Natural-language object grounding data:
★ ★ ★ ★
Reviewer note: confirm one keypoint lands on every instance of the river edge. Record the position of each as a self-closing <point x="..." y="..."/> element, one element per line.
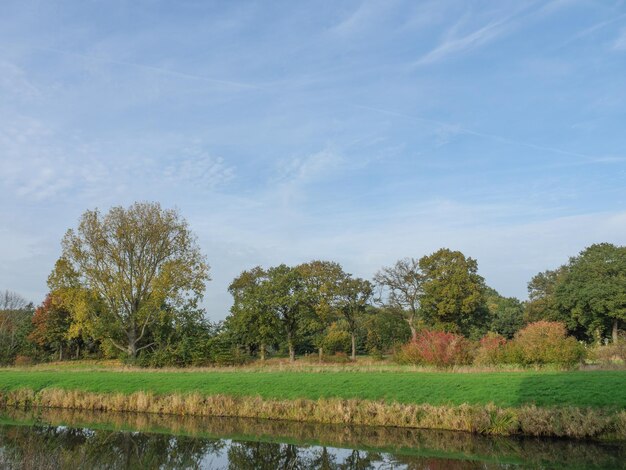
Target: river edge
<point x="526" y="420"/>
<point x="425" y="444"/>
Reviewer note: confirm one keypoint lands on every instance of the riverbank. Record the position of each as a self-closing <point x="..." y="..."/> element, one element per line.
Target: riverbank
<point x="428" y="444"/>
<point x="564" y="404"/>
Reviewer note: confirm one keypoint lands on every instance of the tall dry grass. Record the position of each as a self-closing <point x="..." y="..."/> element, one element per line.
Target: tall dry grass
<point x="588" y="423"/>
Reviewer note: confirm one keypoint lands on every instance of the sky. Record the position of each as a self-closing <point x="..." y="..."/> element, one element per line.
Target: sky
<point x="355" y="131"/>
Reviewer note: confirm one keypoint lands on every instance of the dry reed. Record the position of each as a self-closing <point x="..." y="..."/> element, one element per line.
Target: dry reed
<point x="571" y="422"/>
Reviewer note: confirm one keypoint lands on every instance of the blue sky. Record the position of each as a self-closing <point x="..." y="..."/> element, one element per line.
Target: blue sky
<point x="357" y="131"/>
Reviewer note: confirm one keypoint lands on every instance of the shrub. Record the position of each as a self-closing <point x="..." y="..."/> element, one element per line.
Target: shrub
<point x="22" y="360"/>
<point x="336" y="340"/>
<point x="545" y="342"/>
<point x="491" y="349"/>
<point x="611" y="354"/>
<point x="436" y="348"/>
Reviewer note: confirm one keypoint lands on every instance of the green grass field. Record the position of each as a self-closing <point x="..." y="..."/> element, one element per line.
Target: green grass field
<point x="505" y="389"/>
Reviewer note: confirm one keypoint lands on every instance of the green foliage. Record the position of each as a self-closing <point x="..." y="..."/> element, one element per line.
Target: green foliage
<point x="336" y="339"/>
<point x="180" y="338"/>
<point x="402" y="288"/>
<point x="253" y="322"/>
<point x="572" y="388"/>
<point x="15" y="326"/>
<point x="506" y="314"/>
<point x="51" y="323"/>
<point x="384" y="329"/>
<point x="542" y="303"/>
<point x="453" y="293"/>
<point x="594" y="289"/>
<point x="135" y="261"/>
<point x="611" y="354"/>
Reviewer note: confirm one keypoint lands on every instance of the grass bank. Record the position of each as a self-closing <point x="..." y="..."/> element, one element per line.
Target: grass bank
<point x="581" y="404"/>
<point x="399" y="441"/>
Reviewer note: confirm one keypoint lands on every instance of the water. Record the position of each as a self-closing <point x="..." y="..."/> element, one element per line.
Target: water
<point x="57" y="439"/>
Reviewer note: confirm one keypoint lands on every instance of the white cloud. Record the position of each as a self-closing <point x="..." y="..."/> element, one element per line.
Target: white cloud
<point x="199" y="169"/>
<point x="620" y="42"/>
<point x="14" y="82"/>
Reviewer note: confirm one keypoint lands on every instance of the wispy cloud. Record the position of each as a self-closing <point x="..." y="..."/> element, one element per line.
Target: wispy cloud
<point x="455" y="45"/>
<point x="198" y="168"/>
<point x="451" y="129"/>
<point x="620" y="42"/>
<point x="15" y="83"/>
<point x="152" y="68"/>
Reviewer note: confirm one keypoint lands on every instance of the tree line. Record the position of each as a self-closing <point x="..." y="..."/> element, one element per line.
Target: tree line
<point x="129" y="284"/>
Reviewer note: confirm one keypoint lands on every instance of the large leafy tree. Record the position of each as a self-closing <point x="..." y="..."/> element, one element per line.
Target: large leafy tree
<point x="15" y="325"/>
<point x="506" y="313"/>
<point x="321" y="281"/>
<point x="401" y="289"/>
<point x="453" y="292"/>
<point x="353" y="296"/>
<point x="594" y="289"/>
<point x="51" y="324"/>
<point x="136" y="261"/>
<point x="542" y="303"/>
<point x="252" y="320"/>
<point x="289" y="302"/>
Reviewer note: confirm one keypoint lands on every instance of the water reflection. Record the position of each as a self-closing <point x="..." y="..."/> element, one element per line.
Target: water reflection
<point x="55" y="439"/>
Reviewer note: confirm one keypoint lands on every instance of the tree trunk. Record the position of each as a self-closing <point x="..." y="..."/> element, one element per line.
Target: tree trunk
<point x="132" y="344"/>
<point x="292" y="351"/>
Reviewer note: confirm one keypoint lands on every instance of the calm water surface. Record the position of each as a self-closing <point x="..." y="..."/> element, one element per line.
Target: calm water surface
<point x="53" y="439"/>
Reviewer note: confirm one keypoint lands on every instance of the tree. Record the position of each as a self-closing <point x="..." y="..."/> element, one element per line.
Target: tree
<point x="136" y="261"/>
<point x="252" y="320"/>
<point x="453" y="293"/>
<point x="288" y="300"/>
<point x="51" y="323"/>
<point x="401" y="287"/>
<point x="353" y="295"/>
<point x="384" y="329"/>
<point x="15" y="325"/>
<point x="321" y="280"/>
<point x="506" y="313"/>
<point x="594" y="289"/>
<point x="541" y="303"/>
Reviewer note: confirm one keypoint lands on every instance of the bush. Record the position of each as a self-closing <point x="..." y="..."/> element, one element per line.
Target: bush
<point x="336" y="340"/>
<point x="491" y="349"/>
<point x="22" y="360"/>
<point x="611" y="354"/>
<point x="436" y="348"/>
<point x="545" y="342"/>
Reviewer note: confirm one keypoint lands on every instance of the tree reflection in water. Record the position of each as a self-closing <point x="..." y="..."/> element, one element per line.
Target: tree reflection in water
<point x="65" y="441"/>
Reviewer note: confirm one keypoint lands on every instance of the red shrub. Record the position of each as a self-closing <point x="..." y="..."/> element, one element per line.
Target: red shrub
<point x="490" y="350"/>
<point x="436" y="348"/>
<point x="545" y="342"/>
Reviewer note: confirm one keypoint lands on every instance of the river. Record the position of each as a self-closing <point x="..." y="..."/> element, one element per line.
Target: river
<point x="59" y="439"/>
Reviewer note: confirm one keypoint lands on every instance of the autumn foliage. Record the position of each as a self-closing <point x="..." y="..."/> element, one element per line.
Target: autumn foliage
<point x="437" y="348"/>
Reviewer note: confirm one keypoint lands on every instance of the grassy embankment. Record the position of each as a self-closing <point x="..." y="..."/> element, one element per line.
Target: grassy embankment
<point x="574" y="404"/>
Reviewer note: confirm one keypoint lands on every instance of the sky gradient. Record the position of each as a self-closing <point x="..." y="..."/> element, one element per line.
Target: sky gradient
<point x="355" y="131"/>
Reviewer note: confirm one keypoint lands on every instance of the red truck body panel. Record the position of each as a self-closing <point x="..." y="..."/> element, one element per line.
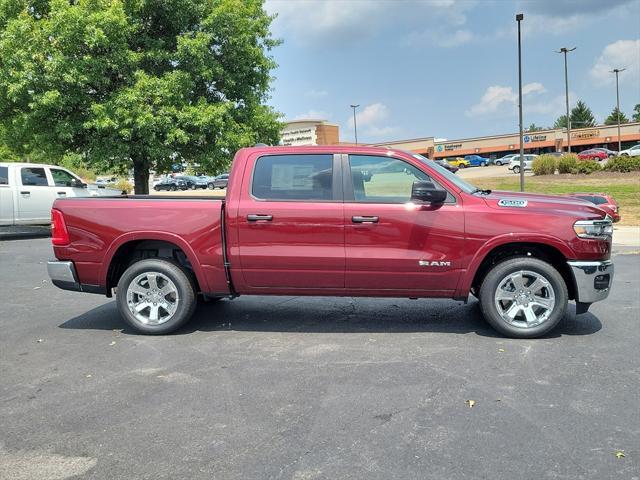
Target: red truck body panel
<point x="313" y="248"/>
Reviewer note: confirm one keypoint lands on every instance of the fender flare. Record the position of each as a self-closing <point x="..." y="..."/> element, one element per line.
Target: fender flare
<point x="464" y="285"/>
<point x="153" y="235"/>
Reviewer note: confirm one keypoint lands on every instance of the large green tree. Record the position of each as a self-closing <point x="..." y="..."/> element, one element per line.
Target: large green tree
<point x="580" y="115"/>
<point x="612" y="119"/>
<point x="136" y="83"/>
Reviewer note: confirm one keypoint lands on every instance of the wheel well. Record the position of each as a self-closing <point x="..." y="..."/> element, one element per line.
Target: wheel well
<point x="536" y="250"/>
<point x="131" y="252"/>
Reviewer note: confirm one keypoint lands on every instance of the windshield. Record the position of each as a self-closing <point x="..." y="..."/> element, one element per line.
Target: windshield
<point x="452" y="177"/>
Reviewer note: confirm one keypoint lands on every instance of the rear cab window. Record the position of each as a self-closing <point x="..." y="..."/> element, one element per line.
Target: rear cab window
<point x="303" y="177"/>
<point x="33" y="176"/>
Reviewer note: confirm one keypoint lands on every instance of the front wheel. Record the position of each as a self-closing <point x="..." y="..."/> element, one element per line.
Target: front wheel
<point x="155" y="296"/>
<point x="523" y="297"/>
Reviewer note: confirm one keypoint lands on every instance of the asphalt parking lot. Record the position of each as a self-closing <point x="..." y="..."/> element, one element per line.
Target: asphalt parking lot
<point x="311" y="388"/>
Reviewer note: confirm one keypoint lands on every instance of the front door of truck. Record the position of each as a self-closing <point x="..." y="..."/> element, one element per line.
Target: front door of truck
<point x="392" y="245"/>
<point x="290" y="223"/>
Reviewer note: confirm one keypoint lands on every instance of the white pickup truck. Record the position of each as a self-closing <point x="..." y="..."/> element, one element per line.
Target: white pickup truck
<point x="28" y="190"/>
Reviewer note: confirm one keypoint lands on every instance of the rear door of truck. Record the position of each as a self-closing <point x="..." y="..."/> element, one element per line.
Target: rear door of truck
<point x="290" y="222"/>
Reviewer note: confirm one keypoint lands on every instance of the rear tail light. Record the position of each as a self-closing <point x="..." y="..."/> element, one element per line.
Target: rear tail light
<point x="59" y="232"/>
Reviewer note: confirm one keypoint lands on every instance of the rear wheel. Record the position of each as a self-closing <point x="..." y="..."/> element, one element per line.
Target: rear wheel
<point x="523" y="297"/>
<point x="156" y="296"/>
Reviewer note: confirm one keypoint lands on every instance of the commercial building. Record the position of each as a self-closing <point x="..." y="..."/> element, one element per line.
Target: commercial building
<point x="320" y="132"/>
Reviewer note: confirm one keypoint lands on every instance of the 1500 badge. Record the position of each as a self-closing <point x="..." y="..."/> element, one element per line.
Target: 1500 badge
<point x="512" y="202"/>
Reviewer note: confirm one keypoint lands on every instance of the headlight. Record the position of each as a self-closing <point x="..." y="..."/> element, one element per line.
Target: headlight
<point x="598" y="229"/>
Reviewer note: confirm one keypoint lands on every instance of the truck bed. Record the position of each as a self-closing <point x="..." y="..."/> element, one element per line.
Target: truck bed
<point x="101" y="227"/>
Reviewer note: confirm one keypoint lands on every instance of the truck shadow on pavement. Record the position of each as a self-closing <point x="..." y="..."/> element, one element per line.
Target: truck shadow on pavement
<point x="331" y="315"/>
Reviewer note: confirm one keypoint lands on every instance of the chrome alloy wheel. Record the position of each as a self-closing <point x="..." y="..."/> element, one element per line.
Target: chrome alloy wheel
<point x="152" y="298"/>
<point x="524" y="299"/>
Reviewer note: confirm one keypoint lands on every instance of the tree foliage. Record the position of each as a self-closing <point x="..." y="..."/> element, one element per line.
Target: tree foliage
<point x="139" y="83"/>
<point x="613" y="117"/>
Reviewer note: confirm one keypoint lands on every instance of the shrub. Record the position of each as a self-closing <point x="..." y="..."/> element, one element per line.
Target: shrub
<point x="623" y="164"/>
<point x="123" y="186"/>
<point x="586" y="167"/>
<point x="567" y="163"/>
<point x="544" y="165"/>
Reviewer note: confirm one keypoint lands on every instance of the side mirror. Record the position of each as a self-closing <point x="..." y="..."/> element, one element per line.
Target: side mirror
★ ★ ★ ★
TASK OBJECTIVE
Each line above that has the word "side" must be copied.

RESPONSE FOR THIS EXERCISE
Reviewer note: confirm one keypoint lands on every instance of the side mirror. Record the position of each as a self-closing <point x="..." y="..."/> element, one element per line.
Target: side mirror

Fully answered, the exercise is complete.